**Quoted passage**:
<<<<

He’s paid more attention to my behaviour, which is a bad thing. I don’t do scrutiny well and I’ve been used to a life where I see him early and late and not much in between.
That allows me time to poke around the river on my own, or with Queenie, my mum, and see what the campers have left behind in the way of lamb and chicken bones in the fire pits. And other pieces of human flotsam that may be of interest. He says those cooked bones will kill me but I’m managing, so far.
These days he’s around rather more often and, if I can’t distract him or keep him busy on some job around the place, he pays unnecessary attention to how I spend my time. He’s becoming a pest, to be frank.
The one thing that saves me is the telly. The Boss has not been a great telly watcher in the past but there’s no doubt he’s watching more - and even enjoying it.
Apart from the footy getting a new lease of life with crowd noises and the AFL teams enjoying their bug-free existence in Queensland, he has been studying what the little tackers are looking at, given they’ve been here for most of the Lockdown.
You can see where this is headed: I think he is regressing to childhood.
I don’t know whether to be pleased or appalled but he has developed a particular liking for Shaun the Sheep, which everybody else knows has been a hit with the kids for the last ten years.
The Boss has just discovered it. And he laughs at it, which is kind of embarrassing.
But he has learned that it comes on ABC ME 23 at 7.30, right after the TV news when the 7.30 Report happens on ABC 20. And that’s become his trigger to switch channels. The grandkids seem astonished that he keeps doing it too.
Now, he’s watched the 7.30 Report for ever, at least ever since I was allowed inside (after learning to pee outside) and that’s a long time ago.

>>>>

**Data supplied**:
<<<<

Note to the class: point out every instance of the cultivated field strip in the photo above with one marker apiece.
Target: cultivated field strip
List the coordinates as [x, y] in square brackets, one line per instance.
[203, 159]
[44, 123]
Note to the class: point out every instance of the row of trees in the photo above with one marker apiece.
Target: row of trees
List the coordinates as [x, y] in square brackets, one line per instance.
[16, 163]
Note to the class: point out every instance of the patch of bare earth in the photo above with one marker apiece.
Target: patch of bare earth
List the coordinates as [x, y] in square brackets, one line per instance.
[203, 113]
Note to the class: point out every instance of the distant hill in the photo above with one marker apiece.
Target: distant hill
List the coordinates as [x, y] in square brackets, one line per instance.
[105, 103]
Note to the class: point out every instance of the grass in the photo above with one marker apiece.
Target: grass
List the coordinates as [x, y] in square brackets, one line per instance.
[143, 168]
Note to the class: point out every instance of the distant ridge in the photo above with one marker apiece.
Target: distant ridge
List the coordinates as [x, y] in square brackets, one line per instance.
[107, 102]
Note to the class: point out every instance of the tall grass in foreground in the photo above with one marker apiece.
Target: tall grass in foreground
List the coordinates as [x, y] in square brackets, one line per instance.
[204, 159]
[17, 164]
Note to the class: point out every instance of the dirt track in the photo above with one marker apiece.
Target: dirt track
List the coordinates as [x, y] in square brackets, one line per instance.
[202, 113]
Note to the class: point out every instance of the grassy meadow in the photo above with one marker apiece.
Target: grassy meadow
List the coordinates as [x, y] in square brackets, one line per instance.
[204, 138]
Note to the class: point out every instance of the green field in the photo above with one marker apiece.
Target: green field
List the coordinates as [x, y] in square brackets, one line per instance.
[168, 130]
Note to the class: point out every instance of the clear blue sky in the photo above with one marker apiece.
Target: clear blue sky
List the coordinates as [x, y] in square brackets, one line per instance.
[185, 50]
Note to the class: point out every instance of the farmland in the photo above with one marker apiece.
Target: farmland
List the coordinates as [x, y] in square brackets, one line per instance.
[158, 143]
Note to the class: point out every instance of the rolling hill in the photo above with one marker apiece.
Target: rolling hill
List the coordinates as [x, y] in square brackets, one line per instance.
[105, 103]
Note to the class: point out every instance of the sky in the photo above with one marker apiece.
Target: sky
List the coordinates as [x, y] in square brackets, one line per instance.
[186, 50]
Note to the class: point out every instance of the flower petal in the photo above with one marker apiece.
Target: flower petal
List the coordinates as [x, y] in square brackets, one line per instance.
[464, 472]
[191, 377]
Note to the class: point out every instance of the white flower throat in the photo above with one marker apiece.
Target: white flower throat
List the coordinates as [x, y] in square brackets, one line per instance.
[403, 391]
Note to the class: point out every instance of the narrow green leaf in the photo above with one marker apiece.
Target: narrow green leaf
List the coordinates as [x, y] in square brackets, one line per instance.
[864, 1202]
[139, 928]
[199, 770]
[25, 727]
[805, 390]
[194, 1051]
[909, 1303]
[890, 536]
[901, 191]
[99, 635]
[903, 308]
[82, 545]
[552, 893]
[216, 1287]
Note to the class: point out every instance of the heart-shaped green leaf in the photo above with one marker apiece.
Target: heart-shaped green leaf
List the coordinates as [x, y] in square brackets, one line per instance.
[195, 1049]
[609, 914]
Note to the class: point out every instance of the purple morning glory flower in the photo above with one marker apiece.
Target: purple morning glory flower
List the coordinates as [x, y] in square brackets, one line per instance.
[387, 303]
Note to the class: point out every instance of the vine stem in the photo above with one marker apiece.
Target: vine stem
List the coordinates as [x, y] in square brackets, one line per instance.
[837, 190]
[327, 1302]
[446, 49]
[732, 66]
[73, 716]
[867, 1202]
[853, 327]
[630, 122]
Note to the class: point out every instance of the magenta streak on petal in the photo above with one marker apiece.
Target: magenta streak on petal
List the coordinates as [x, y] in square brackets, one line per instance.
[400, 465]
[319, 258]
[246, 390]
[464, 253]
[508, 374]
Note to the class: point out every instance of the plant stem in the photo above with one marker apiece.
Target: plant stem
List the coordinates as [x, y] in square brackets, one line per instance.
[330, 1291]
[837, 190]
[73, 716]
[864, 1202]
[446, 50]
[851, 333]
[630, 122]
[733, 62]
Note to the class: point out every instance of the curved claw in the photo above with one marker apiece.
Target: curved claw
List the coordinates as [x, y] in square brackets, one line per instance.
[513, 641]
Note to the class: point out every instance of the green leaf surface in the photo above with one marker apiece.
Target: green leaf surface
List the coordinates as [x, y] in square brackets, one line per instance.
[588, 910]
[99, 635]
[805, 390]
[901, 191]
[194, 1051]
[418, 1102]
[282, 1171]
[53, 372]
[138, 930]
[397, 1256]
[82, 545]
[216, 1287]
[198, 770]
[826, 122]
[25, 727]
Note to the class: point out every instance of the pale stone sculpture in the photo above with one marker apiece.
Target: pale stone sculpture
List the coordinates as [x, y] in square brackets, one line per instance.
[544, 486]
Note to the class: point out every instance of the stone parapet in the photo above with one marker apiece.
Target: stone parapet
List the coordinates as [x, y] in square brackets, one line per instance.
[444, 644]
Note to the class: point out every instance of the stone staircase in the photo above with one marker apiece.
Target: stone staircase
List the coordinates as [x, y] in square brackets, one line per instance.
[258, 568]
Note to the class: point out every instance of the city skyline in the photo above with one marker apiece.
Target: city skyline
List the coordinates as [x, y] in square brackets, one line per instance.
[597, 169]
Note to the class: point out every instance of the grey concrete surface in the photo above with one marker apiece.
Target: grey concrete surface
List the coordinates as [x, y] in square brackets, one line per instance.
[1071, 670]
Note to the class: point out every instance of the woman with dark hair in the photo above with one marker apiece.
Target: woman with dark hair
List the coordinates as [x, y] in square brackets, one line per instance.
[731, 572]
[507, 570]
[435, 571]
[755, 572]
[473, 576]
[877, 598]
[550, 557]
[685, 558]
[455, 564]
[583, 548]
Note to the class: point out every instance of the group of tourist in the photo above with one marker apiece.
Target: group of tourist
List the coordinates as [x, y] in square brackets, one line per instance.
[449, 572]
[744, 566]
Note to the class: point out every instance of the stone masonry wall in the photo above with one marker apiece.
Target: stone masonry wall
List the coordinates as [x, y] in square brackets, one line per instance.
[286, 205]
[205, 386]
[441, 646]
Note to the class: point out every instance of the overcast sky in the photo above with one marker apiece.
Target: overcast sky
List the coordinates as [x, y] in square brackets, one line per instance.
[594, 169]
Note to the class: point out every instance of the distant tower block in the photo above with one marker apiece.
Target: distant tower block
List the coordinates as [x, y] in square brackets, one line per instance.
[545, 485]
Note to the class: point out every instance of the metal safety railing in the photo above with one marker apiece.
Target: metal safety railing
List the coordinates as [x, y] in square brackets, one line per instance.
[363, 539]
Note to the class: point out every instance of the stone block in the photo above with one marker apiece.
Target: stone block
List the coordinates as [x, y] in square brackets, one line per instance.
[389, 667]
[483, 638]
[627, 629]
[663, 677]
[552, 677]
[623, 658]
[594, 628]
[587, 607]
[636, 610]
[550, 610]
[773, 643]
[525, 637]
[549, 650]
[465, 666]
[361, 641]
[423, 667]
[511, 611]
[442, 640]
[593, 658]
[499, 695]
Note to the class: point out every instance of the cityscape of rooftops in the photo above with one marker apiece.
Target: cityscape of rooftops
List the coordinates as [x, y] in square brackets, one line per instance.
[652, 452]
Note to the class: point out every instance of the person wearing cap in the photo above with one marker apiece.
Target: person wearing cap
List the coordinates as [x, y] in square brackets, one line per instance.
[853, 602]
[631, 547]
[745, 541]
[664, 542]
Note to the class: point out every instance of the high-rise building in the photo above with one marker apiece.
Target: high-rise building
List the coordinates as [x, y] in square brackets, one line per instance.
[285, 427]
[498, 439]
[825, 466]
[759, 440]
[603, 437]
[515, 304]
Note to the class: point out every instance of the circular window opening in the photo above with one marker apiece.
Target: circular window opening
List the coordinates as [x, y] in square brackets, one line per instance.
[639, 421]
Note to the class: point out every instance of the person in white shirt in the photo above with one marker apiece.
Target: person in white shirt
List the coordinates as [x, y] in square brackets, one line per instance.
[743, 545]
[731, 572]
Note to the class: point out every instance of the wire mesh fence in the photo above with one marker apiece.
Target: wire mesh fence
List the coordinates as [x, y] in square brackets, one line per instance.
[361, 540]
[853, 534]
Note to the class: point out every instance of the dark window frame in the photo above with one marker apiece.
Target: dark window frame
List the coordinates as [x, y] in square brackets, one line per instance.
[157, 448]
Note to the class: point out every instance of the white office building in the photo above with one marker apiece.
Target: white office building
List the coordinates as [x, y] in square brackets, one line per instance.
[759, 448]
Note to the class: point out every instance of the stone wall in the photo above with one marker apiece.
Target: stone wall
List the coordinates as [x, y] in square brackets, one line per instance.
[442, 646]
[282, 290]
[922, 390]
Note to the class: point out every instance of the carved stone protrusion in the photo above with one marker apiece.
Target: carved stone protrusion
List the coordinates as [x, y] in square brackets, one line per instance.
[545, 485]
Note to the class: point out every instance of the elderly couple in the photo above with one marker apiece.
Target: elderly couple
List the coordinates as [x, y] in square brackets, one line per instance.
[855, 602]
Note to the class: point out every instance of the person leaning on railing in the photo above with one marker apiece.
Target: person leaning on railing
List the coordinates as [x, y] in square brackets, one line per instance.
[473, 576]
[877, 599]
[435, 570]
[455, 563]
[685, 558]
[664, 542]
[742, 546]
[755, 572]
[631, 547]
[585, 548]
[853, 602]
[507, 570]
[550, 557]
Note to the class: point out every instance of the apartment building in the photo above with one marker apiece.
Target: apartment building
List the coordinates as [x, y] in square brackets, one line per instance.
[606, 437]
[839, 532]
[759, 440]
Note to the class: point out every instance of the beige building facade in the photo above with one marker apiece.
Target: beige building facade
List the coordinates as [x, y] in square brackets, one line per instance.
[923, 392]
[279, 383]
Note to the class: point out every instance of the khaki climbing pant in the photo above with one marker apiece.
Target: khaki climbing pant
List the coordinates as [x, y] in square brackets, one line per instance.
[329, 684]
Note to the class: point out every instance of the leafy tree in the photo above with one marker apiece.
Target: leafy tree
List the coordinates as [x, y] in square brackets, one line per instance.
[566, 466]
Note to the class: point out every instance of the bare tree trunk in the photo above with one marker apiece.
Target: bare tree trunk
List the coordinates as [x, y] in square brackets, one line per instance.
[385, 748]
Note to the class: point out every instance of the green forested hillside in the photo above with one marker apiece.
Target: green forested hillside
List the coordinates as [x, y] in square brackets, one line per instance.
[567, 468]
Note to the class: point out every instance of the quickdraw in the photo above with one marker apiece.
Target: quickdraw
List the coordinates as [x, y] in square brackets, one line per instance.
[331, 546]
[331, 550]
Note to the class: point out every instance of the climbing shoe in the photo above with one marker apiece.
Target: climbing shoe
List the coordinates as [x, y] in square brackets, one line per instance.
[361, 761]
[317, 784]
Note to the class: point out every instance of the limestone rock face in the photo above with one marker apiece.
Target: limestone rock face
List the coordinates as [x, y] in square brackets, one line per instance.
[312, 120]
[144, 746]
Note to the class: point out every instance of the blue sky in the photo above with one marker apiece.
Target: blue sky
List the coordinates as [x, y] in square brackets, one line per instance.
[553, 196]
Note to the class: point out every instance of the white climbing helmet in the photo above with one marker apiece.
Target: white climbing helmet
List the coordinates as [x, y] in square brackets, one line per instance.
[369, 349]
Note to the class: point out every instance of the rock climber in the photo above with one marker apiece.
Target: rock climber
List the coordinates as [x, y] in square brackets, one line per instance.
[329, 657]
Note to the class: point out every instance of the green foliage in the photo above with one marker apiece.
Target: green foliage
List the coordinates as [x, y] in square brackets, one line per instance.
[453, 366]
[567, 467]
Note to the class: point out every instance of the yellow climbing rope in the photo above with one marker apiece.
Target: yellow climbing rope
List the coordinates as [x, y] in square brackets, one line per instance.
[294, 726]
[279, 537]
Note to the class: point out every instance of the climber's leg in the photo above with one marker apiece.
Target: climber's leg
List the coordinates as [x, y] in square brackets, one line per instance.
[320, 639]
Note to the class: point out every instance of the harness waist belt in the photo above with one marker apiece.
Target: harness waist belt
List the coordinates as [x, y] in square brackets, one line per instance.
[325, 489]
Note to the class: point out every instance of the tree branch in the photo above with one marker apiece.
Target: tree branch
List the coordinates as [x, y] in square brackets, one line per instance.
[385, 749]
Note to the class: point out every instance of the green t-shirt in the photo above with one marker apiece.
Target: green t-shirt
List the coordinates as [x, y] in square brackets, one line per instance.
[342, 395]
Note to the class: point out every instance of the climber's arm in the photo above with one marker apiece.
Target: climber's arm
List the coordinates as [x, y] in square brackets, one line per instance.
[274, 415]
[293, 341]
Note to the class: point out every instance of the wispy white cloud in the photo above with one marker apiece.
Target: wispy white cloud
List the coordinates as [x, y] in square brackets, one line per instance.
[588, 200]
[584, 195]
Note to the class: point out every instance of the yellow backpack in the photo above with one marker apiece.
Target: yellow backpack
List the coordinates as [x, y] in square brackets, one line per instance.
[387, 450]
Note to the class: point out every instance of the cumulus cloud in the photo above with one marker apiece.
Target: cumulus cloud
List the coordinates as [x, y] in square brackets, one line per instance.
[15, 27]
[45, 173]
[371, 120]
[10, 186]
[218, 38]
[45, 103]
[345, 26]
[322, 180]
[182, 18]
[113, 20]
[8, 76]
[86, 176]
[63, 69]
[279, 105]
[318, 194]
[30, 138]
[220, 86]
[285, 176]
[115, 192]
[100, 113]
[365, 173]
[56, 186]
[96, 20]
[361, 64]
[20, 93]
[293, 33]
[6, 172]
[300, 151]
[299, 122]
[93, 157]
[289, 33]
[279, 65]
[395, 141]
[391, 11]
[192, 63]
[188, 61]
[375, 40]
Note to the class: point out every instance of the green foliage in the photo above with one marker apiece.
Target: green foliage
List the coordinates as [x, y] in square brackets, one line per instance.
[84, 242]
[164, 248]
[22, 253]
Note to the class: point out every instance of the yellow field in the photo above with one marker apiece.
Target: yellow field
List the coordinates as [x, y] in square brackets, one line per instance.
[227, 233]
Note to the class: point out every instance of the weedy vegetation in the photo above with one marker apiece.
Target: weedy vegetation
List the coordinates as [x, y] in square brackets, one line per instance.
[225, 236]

>>>>

**Tasks and exercises**:
**a)** Check the piece about the Boss's TV habits against these statements and say yes or no to each, quoting the words that decide it. (i) The Boss has always been a keen TV watcher. (ii) Shaun the Sheep airs on ABC ME 23 at 7.30. (iii) The grandkids are surprised that the Boss keeps switching channels.
**b)** In the piece about the Boss's TV habits, take the stretch from "These days he’s" through "last ten years." and change "telly" to "television".
**c)** Go on with the piece about the Boss's TV habits from the point where it stops.

**Replies**:
**a)**
(i) No: "The Boss has not been a great telly watcher in the past"
(ii) Yes: "it comes on ABC ME 23 at 7.30"
(iii) Yes: "The grandkids seem astonished that he keeps doing it too."

**b)**
These days he’s around rather more often and, if I can’t distract him or keep him busy on some job around the place, he pays unnecessary attention to how I spend my time. He’s becoming a pest, to be frank.
The one thing that saves me is the television. The Boss has not been a great television watcher in the past but there’s no doubt he’s watching more - and even enjoying it.
Apart from the footy getting a new lease of life with crowd noises and the AFL teams enjoying their bug-free existence in Queensland, he has been studying what the little tackers are looking at, given they’ve been here for most of the Lockdown.
You can see where this is headed: I think he is regressing to childhood.
I don’t know whether to be pleased or appalled but he has developed a particular liking for Shaun the Sheep, which everybody else knows has been a hit with the kids for the last ten years.

**c)**
But I can tell he’s had enough. He reckons it’s full of gloom, sad-sack stories and rude questions and he doesn’t learn anything he didn’t know. “We don’t need more misery, General,” he says. “We need a laugh.”
The Boss has always said he would have been happy living before the undersea telegraph was invented, when a pile of newspapers turned up every six weeks on the next sailing ship into Port Philip. An exchange of letters “back home” took the best part of a year.
He reckons there were less comforts in daily life then but people only had their own problems to deal with, instead of having the problems of the world descending on them every day.
“It makes people anxious over things they can’t do much about,” he says. “It’s hard for people to keep some perspective.”
Perspective means we’ve got to watch Shaun the Sheep with him now, instead of hearing more about the virus, who messed up and whose fault it is, who to shame and who to blame. Or another dose of bad news about….fill in the blanks yourself, he says.
Shaun is very clever for a sheep and he conspires with Bitzer, the sheep dog, to keep a semblance of order while the sheep at Moss Bottom Farm get up to mischief and the nasty pigs cause trouble.
The farmer is a bespectacled red-headed bloke with long side-boards who grunts a lot, likes gadgets and new hobbies (just like The Boss does) and gets excited about his plans for dating girls, which the sheep enjoy upending when they don’t quite like the new house guest…. Which is all of them.
Shaun the Sheep doesn’t go for long, ten minutes or less but it gets the Boss past the burden of the television news and into a good humour. I just wag my tail, wondering if he’s going to start watching kids’ comedy all day. Anything can happen. Woof!